*Directions for this task*:
Retype the blog post word for word, starting with "Tuesday, November 21, 2006" and going on through "we weren't suicidal.".

*Selected passage*:
To Do:  1. Get Hobby 2. Floss

Here's what I need to do: 1. Get Hobby, 2. Floss. Blogging just gets in the way.

Tuesday, November 21, 2006

Inmate #28472442

In the early 90s, I fell in love with a thug. He knew of all the best parties and I look cute in a bulletproof vest. We were meant to be. Also, he wanted to be a rapstar and I totally wanted to be a b*tch. I got my wish. He is still rocking open mic night.

We were inseparable. He used to say the sweetest things to me like, "Wait in the car, G" and "hold my heat, Money" I loved it when he talked to me like that. He needed me. We had a partnership. If he said drive faster, I drove faster. If he told me to stash the drugs, I obliged. When he said, "Break yo'sef fool," I broke myself.

The first time he went to prison, I waited for him. I wrote letters and sent him sexy pictures of myself. I waited for his collect phone calls every night. We were like the urban Romeo and Juliette. Except we weren't suicidal.

When he got out, we went on vacation. He said California. I packed my bags. I was thinking Disney. He was thinking Compton. The initiation rites were entertaining and I still have lots of memories of the drive-by shootings.

*Excerpted records*:
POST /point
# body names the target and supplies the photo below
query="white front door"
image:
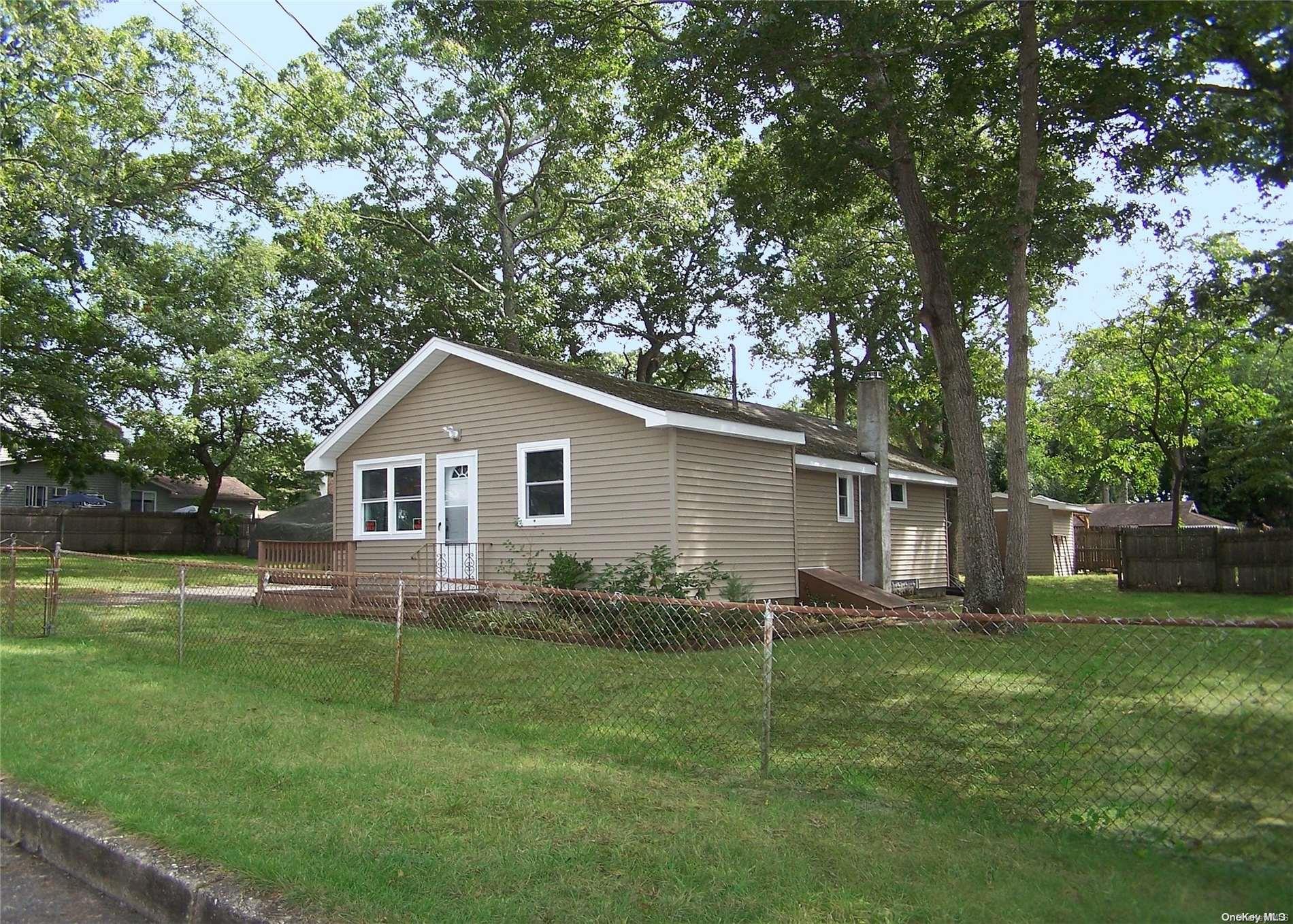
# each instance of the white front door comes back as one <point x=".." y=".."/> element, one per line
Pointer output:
<point x="455" y="517"/>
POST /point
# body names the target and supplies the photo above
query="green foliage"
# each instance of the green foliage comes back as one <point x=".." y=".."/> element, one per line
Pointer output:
<point x="1142" y="392"/>
<point x="568" y="572"/>
<point x="656" y="574"/>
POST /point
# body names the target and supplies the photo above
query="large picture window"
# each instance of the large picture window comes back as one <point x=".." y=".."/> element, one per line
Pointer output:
<point x="389" y="497"/>
<point x="543" y="482"/>
<point x="845" y="498"/>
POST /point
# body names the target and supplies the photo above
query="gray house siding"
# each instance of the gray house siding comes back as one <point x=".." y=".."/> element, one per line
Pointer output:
<point x="17" y="478"/>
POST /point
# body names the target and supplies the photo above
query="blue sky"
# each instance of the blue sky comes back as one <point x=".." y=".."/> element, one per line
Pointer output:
<point x="1104" y="283"/>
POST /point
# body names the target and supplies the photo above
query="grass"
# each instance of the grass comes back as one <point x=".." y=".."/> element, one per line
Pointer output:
<point x="145" y="572"/>
<point x="375" y="814"/>
<point x="1175" y="736"/>
<point x="1099" y="595"/>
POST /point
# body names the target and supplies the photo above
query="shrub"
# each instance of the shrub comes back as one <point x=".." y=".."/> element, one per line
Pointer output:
<point x="567" y="572"/>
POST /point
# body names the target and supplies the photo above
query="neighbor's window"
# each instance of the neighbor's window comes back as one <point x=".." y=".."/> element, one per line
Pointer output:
<point x="144" y="501"/>
<point x="845" y="498"/>
<point x="389" y="497"/>
<point x="543" y="482"/>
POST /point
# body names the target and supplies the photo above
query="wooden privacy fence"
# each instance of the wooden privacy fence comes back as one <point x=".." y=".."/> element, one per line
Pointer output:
<point x="1096" y="550"/>
<point x="1226" y="561"/>
<point x="116" y="531"/>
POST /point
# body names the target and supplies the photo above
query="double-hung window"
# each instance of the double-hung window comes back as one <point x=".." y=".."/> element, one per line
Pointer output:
<point x="845" y="498"/>
<point x="389" y="497"/>
<point x="543" y="482"/>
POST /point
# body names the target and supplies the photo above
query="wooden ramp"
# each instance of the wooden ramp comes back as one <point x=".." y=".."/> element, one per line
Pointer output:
<point x="827" y="583"/>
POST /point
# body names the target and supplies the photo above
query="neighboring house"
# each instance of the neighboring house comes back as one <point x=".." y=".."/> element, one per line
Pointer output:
<point x="1050" y="531"/>
<point x="471" y="445"/>
<point x="1152" y="513"/>
<point x="167" y="494"/>
<point x="30" y="485"/>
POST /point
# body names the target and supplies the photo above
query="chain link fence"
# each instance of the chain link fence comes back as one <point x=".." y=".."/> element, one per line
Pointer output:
<point x="1168" y="731"/>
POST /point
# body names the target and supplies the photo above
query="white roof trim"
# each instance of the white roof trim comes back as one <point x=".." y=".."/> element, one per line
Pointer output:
<point x="922" y="478"/>
<point x="869" y="468"/>
<point x="1045" y="501"/>
<point x="425" y="362"/>
<point x="834" y="464"/>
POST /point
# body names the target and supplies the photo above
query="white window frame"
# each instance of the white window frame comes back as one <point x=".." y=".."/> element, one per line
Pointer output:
<point x="391" y="464"/>
<point x="521" y="507"/>
<point x="847" y="480"/>
<point x="144" y="498"/>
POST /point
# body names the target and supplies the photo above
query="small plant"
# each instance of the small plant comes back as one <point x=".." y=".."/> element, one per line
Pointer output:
<point x="567" y="572"/>
<point x="524" y="572"/>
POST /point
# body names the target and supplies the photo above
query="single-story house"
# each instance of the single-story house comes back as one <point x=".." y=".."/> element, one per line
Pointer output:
<point x="1050" y="531"/>
<point x="478" y="448"/>
<point x="30" y="485"/>
<point x="1152" y="513"/>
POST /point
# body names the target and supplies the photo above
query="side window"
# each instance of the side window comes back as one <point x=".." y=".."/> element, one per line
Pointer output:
<point x="144" y="501"/>
<point x="845" y="498"/>
<point x="543" y="484"/>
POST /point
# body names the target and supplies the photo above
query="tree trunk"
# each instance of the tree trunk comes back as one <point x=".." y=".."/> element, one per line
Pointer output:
<point x="1178" y="484"/>
<point x="838" y="385"/>
<point x="984" y="577"/>
<point x="1017" y="323"/>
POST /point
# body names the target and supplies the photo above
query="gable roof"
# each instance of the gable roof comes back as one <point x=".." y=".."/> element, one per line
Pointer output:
<point x="231" y="487"/>
<point x="1152" y="513"/>
<point x="655" y="405"/>
<point x="1062" y="506"/>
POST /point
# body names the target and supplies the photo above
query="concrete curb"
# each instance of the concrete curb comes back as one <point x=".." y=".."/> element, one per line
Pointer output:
<point x="132" y="872"/>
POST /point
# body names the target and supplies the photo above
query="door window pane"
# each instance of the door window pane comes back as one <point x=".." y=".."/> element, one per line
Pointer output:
<point x="457" y="524"/>
<point x="374" y="481"/>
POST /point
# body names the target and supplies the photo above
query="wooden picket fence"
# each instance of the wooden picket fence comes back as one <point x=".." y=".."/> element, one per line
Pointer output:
<point x="1224" y="561"/>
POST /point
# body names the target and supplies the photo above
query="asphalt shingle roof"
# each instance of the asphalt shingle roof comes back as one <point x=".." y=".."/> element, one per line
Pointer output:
<point x="823" y="437"/>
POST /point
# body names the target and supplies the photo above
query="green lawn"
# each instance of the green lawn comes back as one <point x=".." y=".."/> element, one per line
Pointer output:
<point x="1099" y="595"/>
<point x="142" y="572"/>
<point x="387" y="816"/>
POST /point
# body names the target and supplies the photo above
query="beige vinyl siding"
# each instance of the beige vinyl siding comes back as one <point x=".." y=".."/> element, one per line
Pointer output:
<point x="918" y="537"/>
<point x="736" y="503"/>
<point x="620" y="468"/>
<point x="1062" y="530"/>
<point x="821" y="540"/>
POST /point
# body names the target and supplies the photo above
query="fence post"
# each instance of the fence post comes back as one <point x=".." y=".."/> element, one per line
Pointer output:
<point x="399" y="636"/>
<point x="766" y="738"/>
<point x="13" y="589"/>
<point x="179" y="640"/>
<point x="52" y="590"/>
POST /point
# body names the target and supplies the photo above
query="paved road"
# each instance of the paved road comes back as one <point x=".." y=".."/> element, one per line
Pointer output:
<point x="33" y="892"/>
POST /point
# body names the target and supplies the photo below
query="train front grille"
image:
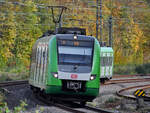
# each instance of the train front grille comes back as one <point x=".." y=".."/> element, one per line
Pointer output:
<point x="73" y="86"/>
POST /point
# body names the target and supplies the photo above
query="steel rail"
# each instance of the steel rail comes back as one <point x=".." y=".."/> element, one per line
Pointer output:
<point x="119" y="93"/>
<point x="127" y="81"/>
<point x="99" y="110"/>
<point x="10" y="83"/>
<point x="61" y="105"/>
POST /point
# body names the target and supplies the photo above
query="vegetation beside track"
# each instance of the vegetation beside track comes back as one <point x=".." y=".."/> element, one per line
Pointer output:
<point x="132" y="69"/>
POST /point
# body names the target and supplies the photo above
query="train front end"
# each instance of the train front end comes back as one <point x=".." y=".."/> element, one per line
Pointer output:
<point x="74" y="67"/>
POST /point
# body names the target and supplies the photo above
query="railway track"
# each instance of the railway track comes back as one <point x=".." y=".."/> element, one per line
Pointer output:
<point x="127" y="81"/>
<point x="10" y="83"/>
<point x="72" y="109"/>
<point x="56" y="104"/>
<point x="131" y="96"/>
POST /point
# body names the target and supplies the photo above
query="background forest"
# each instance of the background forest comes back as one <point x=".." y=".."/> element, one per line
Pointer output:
<point x="22" y="22"/>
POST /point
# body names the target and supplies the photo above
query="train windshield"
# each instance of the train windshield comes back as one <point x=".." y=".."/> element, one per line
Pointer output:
<point x="75" y="55"/>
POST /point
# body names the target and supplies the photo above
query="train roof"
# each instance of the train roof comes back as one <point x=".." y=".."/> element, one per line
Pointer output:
<point x="106" y="49"/>
<point x="71" y="36"/>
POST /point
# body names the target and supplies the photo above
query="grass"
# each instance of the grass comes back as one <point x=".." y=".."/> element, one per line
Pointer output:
<point x="132" y="69"/>
<point x="11" y="73"/>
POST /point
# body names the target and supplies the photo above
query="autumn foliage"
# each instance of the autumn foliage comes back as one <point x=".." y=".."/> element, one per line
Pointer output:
<point x="23" y="21"/>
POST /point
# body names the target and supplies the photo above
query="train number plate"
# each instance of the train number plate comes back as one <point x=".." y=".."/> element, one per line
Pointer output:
<point x="74" y="85"/>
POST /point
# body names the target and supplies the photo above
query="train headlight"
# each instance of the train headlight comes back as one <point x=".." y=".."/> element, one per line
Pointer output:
<point x="75" y="37"/>
<point x="55" y="75"/>
<point x="93" y="77"/>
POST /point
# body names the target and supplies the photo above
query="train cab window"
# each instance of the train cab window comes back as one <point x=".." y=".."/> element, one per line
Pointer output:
<point x="75" y="55"/>
<point x="110" y="61"/>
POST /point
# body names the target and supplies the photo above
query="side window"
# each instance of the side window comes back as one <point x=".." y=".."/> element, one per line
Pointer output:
<point x="103" y="61"/>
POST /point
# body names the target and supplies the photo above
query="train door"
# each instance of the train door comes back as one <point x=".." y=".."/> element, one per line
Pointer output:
<point x="107" y="66"/>
<point x="103" y="65"/>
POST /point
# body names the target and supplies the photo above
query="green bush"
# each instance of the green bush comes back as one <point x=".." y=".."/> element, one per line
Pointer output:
<point x="124" y="69"/>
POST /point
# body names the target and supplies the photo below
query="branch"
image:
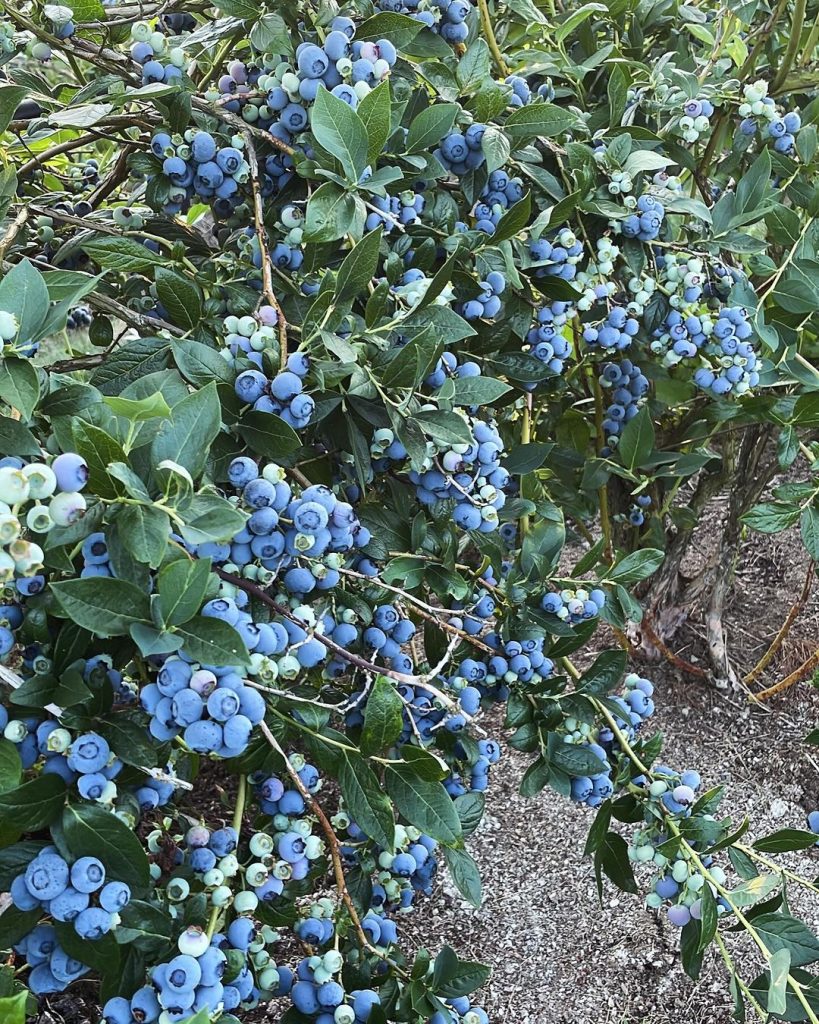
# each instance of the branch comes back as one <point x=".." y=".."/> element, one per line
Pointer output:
<point x="793" y="612"/>
<point x="335" y="850"/>
<point x="267" y="278"/>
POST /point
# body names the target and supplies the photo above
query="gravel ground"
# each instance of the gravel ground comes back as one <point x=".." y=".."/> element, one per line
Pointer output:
<point x="559" y="956"/>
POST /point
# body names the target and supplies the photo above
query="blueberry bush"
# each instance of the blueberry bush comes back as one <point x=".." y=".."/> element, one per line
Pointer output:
<point x="365" y="368"/>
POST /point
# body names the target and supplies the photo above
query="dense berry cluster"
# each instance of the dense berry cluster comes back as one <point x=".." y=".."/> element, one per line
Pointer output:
<point x="463" y="152"/>
<point x="760" y="114"/>
<point x="695" y="120"/>
<point x="558" y="256"/>
<point x="487" y="303"/>
<point x="499" y="194"/>
<point x="628" y="386"/>
<point x="573" y="605"/>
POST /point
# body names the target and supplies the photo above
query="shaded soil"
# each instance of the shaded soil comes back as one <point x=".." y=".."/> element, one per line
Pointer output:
<point x="558" y="955"/>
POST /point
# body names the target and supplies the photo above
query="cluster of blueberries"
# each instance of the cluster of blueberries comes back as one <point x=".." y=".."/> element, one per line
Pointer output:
<point x="546" y="340"/>
<point x="629" y="386"/>
<point x="318" y="997"/>
<point x="462" y="152"/>
<point x="395" y="885"/>
<point x="498" y="195"/>
<point x="646" y="223"/>
<point x="283" y="394"/>
<point x="478" y="781"/>
<point x="197" y="166"/>
<point x="637" y="512"/>
<point x="679" y="883"/>
<point x="284" y="527"/>
<point x="79" y="318"/>
<point x="759" y="113"/>
<point x="636" y="706"/>
<point x="573" y="605"/>
<point x="725" y="341"/>
<point x="160" y="62"/>
<point x="469" y="474"/>
<point x="487" y="303"/>
<point x="615" y="333"/>
<point x="66" y="892"/>
<point x="695" y="120"/>
<point x="522" y="92"/>
<point x="447" y="17"/>
<point x="391" y="210"/>
<point x="514" y="662"/>
<point x="52" y="969"/>
<point x="213" y="710"/>
<point x="192" y="980"/>
<point x="558" y="256"/>
<point x="36" y="497"/>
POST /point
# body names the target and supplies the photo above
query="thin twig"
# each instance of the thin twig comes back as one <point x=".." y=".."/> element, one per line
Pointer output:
<point x="793" y="612"/>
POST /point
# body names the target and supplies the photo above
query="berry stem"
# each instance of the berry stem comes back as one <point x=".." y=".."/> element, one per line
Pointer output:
<point x="793" y="612"/>
<point x="335" y="851"/>
<point x="488" y="32"/>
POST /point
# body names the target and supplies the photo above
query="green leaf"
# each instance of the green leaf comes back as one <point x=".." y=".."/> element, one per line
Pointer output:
<point x="16" y="439"/>
<point x="513" y="221"/>
<point x="809" y="526"/>
<point x="201" y="364"/>
<point x="399" y="29"/>
<point x="526" y="458"/>
<point x="144" y="531"/>
<point x="124" y="255"/>
<point x="604" y="674"/>
<point x="182" y="587"/>
<point x="15" y="924"/>
<point x="779" y="967"/>
<point x="365" y="800"/>
<point x="99" y="450"/>
<point x="92" y="832"/>
<point x="186" y="437"/>
<point x="33" y="805"/>
<point x="780" y="931"/>
<point x="636" y="566"/>
<point x="771" y="517"/>
<point x="637" y="441"/>
<point x="464" y="872"/>
<point x="376" y="114"/>
<point x="10" y="766"/>
<point x="577" y="17"/>
<point x="446" y="428"/>
<point x="576" y="761"/>
<point x="19" y="385"/>
<point x="473" y="390"/>
<point x="331" y="212"/>
<point x="338" y="129"/>
<point x="357" y="267"/>
<point x="268" y="434"/>
<point x="138" y="410"/>
<point x="24" y="294"/>
<point x="785" y="840"/>
<point x="102" y="605"/>
<point x="211" y="517"/>
<point x="545" y="120"/>
<point x="211" y="641"/>
<point x="753" y="183"/>
<point x="383" y="718"/>
<point x="180" y="296"/>
<point x="426" y="805"/>
<point x="10" y="98"/>
<point x="130" y="740"/>
<point x="12" y="1008"/>
<point x="430" y="126"/>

*Written solution*:
Tuesday, November 21, 2006

Inmate #28472442

In the early 90s, I fell in love with a thug. He knew of all the best parties and I look cute in a bulletproof vest. We were meant to be. Also, he wanted to be a rapstar and I totally wanted to be a b*tch. I got my wish. He is still rocking open mic night.

We were inseparable. He used to say the sweetest things to me like, "Wait in the car, G" and "hold my heat, Money" I loved it when he talked to me like that. He needed me. We had a partnership. If he said drive faster, I drove faster. If he told me to stash the drugs, I obliged. When he said, "Break yo'sef fool," I broke myself.

The first time he went to prison, I waited for him. I wrote letters and sent him sexy pictures of myself. I waited for his collect phone calls every night. We were like the urban Romeo and Juliette. Except we weren't suicidal.